Yang Diminta: Sebutkan semua rujukan surah, lengkap dengan nomor surah dan ayatnya, yang tercantum dalam kutipan teks tentang “kitâb mubîn” di bawah ini.

Kutipan Teks:
|---|
Dari beberapa persoalan yang dikemukakan di atas adalah jelas pada ayat-ayat ini bahwa yang dimaksud dengan “kitâb mubîn” bukan al-Qur’an yang dilafazkan dalam bahasa Arab atau sebuah kitab yang tertulis, melainkan al-Qur’an dan pewahyuannya secara gradual dan segala kejadian yang dikisahkan di dalamnya atau peristiwa yang akan terjadi, seluruhnya adalah sebagian dari “Kitâb Mubîn di sisi Allah” bukan semuanya. Bukan Al-Qur’an yang kini berada di tangan kita dan digunakan dalam kehidupan keseharian kita dan menjadi pedoman hidup kita. Akan tetapi, al-Qur’an yang satunya itu (kitâb mubîn) yang berada di luar jangkauan manusia. Adapun berita yang diperoleh para nabi, wasi dan wali adalah sesuai dengan izin Allah dan pengumuman Allah kepada mereka tidak lebih.[16]

Adapun pada sebagian ayat lainnya, seperti pada surah Qashash [28]: 2; asy-Syu’ara [26]: 2; an-Naml [27]: 1; al-Hijr [15]: 1, Yusuf [12]: 1; al-Maidah [5]: 15 dengan disebutkannya indikasi seperti wahyu, nuzul di samping “kitâb mubîn” yang dimaksud adalah al-Qur’an al-Karim yang ada di tangan kita sekarang yang dapat dipahami dan dijadikan sebagai petunjuk oleh setiap orang.

Dengan demikian, “kitâb mubîn” dalam al-Qur’an digunakan dalam dua bentuk. Bentuk pertama digunakan sebagai manifestasi ilmu fi’li Tuhan sebelum, pada waktu dan setelah penciptaan terhadap seluruh makhluk secara detil. Bentuk kedua adalah al-Qur’an itu sendiri yang dilafazkan dalam bahasa Arab yang menjadi sentral ilmu pengetahuan (yang berada di tangan kita sekarang). Tentu saja di antara dua hal ini tidak boleh dicampuradukkan satu dengan yang lainnya.
|---|
Entri Data:
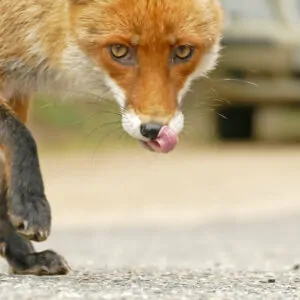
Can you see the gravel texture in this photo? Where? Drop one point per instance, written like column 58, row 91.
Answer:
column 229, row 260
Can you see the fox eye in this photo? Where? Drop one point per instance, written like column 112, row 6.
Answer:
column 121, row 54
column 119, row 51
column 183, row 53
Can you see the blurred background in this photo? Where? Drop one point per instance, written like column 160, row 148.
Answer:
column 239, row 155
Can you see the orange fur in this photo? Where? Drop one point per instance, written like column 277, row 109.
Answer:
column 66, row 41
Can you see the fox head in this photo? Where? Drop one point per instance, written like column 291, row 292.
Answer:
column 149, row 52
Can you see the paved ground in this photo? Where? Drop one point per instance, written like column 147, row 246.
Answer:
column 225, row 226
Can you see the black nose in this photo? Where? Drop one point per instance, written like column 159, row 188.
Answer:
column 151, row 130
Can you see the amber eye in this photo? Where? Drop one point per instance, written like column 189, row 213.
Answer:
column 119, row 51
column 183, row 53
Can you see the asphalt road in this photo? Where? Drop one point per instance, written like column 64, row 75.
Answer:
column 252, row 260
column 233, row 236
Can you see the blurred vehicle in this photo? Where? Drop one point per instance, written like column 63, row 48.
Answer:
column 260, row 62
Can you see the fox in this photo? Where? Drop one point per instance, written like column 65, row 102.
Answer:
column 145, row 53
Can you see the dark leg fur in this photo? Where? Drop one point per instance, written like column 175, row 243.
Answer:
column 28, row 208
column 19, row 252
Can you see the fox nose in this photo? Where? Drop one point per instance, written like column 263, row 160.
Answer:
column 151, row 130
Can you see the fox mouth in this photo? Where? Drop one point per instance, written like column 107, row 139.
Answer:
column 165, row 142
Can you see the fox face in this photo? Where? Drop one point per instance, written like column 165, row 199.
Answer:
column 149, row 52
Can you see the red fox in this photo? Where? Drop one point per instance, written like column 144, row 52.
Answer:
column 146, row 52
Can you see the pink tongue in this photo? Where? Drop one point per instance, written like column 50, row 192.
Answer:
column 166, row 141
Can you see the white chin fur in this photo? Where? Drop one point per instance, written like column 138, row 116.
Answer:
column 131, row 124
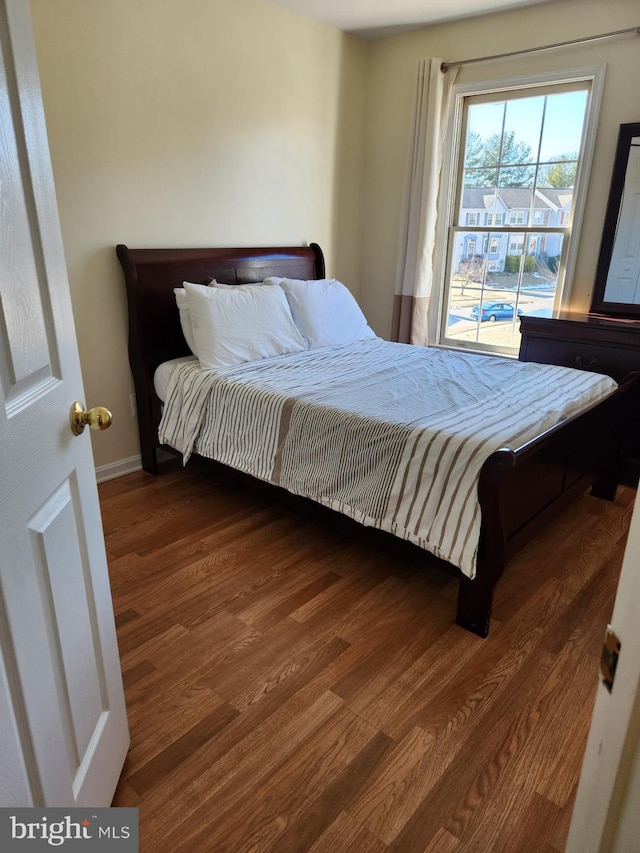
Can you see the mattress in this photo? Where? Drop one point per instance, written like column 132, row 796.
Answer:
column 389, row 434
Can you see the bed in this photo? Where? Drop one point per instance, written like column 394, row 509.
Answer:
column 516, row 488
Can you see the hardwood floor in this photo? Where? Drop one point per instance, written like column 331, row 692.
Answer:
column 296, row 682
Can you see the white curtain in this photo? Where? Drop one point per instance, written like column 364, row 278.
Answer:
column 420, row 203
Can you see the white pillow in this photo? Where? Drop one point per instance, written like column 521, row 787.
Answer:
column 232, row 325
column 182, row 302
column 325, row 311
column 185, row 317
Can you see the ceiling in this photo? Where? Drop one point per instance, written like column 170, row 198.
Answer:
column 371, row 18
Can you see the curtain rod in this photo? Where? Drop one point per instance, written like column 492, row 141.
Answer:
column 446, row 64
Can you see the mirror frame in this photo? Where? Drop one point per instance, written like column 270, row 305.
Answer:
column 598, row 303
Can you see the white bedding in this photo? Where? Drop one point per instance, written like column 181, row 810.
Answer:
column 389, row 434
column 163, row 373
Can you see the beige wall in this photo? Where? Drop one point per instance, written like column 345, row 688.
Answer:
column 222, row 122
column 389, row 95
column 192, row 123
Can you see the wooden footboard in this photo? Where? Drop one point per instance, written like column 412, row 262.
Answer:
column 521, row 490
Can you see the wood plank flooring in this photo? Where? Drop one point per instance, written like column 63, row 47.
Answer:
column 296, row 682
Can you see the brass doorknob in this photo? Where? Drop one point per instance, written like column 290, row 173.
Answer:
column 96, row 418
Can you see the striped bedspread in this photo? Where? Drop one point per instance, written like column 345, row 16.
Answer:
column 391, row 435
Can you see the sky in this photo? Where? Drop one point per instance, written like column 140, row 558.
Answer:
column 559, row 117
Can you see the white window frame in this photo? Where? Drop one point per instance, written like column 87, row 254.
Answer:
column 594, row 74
|---|
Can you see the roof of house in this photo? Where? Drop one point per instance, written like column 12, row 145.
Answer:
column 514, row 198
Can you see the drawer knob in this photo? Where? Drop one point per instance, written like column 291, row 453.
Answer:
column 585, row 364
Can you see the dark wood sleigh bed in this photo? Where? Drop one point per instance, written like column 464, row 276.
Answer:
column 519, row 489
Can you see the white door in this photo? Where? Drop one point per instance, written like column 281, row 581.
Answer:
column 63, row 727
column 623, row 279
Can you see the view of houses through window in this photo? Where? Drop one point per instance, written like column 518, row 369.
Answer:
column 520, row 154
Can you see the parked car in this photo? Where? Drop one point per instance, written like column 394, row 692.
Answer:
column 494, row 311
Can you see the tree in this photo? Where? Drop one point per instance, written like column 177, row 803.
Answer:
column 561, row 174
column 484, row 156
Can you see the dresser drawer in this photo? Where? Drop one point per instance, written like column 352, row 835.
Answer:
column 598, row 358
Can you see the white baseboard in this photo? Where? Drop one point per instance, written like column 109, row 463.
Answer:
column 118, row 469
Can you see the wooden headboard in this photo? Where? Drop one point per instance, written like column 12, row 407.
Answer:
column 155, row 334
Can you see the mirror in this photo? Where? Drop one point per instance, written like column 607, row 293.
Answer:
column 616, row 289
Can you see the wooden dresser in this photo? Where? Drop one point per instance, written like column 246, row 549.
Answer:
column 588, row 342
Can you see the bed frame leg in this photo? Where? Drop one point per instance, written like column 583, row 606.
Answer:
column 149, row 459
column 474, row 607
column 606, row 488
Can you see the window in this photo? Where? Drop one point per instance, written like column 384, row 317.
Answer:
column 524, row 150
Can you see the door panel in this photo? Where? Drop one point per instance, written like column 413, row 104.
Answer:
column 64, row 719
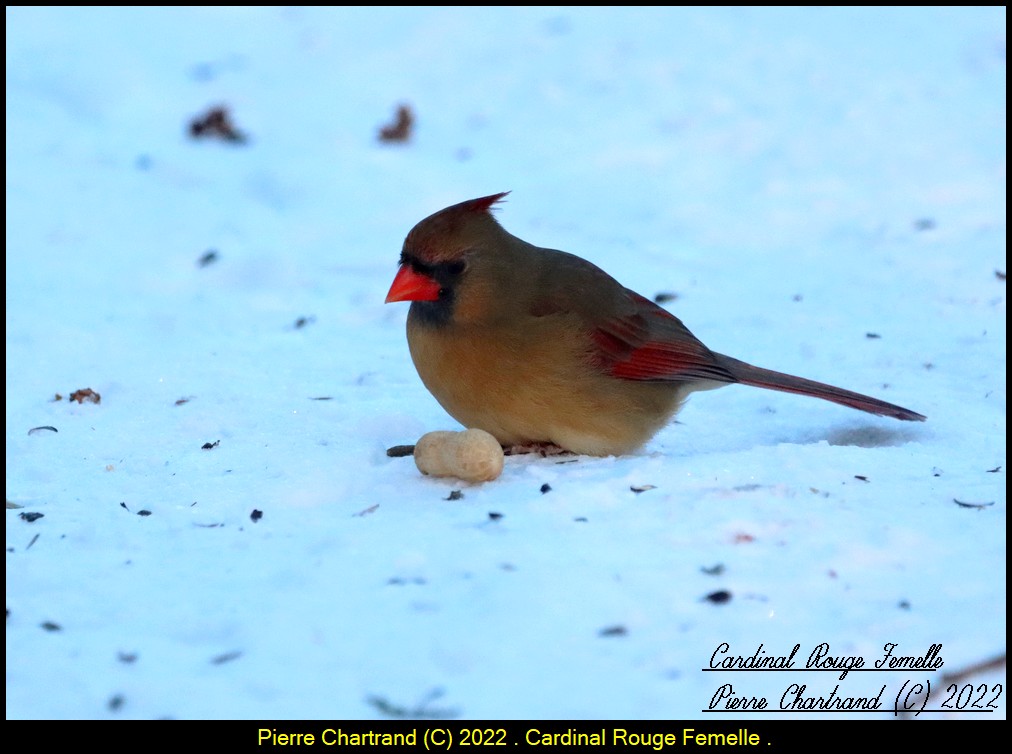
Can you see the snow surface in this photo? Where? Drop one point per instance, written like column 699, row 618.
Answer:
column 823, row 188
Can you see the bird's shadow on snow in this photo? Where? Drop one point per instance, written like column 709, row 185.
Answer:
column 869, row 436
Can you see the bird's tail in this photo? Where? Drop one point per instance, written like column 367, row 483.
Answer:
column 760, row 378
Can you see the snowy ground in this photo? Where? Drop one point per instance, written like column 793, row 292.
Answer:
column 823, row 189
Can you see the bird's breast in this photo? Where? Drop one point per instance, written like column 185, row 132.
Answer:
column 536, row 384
|---|
Hasil Tugas:
- Qashash [28]: 2
- asy-Syu’ara [26]: 2
- an-Naml [27]: 1
- al-Hijr [15]: 1
- Yusuf [12]: 1
- al-Maidah [5]: 15